- _Action item_: Among these records, which lines include "every"? Copy them out.

Dataset entries
- - -

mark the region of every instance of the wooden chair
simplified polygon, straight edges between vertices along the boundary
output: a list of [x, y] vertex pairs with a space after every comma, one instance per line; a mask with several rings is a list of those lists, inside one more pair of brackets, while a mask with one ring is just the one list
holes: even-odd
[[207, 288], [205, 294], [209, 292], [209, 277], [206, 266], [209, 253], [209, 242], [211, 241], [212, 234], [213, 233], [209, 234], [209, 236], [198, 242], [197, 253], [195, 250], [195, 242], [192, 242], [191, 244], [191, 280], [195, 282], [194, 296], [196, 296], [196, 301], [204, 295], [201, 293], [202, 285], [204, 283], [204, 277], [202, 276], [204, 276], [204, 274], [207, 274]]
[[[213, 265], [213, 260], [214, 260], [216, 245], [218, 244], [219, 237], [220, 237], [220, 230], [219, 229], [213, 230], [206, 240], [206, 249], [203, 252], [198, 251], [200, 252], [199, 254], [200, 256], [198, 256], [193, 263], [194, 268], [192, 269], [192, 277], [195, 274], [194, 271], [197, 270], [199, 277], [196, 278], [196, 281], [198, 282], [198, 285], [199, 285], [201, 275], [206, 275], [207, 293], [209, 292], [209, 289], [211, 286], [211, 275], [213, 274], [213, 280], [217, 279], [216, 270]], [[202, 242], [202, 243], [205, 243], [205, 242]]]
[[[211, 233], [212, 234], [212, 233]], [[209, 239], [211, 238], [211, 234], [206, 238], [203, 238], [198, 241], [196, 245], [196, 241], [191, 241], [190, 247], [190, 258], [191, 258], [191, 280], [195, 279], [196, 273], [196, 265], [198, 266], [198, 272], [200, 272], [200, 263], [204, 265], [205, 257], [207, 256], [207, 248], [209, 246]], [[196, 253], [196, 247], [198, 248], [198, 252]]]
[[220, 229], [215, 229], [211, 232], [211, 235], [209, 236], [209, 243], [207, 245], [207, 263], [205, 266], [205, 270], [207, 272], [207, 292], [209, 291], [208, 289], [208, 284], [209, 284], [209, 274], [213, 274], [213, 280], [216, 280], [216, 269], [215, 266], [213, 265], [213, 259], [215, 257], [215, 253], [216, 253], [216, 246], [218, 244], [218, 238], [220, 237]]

- - -

- _Exercise output_:
mark the region of every instance of the wooden chair
output: a list of [x, y] vertex pairs with a space after every comma, one instance per line; a mask with several rings is a list of those lists, inside one more pair of brackets, while a mask with one ring is just the one list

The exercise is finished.